### WHAT YOU SHOULD DO
Only the text of the entries below should be returned, exactly as given, without pictures.

### PROVIDED MATERIAL
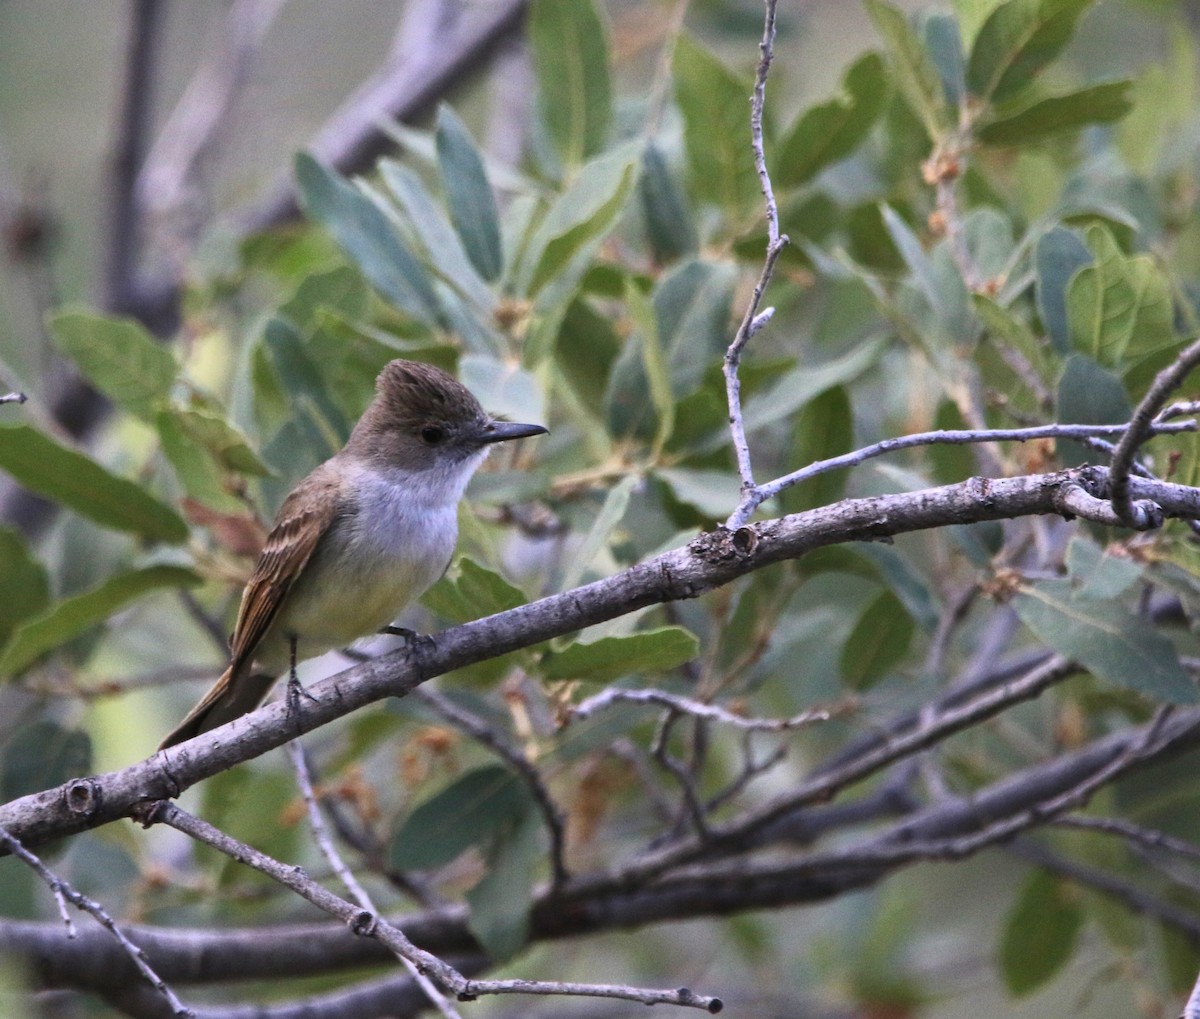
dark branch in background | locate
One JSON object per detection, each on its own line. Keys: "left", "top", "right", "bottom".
{"left": 0, "top": 0, "right": 529, "bottom": 536}
{"left": 103, "top": 0, "right": 167, "bottom": 322}
{"left": 7, "top": 703, "right": 1200, "bottom": 1014}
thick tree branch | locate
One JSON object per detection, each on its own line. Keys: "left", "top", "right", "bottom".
{"left": 1, "top": 464, "right": 1198, "bottom": 852}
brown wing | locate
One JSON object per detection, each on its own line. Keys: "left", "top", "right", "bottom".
{"left": 227, "top": 465, "right": 342, "bottom": 672}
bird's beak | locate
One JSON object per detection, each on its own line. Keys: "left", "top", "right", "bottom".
{"left": 478, "top": 420, "right": 549, "bottom": 445}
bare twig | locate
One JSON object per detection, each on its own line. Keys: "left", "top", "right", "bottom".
{"left": 729, "top": 418, "right": 1198, "bottom": 527}
{"left": 414, "top": 685, "right": 570, "bottom": 889}
{"left": 722, "top": 0, "right": 789, "bottom": 495}
{"left": 571, "top": 687, "right": 843, "bottom": 732}
{"left": 0, "top": 391, "right": 26, "bottom": 405}
{"left": 287, "top": 743, "right": 463, "bottom": 1019}
{"left": 139, "top": 801, "right": 723, "bottom": 1013}
{"left": 1110, "top": 336, "right": 1200, "bottom": 525}
{"left": 0, "top": 825, "right": 192, "bottom": 1017}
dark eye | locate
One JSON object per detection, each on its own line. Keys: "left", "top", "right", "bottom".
{"left": 421, "top": 425, "right": 446, "bottom": 445}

### EXPECTED OUTPUT
dark branch in background | locate
One JSON object per detection, each on its own line. Keys: "left", "top", "right", "bottom".
{"left": 0, "top": 0, "right": 529, "bottom": 536}
{"left": 103, "top": 0, "right": 167, "bottom": 322}
{"left": 7, "top": 703, "right": 1200, "bottom": 1014}
thick tree branch | locate
One JSON object per detection, each on its own line. Keys: "left", "top", "right", "bottom".
{"left": 1, "top": 464, "right": 1198, "bottom": 852}
brown wing | locate
One JSON object per detection, each on its own line. Keys: "left", "top", "right", "bottom".
{"left": 227, "top": 465, "right": 342, "bottom": 672}
bird's beak | locate
One JSON object per detection, each on its own line. Keys: "left", "top", "right", "bottom".
{"left": 478, "top": 420, "right": 549, "bottom": 445}
bare twig | locate
One JSON object per detection, each on its own line. Keys: "left", "top", "right", "bottom".
{"left": 729, "top": 418, "right": 1198, "bottom": 527}
{"left": 414, "top": 685, "right": 570, "bottom": 889}
{"left": 722, "top": 0, "right": 789, "bottom": 495}
{"left": 571, "top": 687, "right": 843, "bottom": 732}
{"left": 0, "top": 391, "right": 26, "bottom": 405}
{"left": 287, "top": 743, "right": 463, "bottom": 1019}
{"left": 139, "top": 801, "right": 723, "bottom": 1013}
{"left": 1110, "top": 336, "right": 1200, "bottom": 525}
{"left": 0, "top": 825, "right": 192, "bottom": 1017}
dark eye | locate
One JSON object per detection, each on its own line. Keys: "left", "top", "right", "bottom".
{"left": 421, "top": 425, "right": 446, "bottom": 445}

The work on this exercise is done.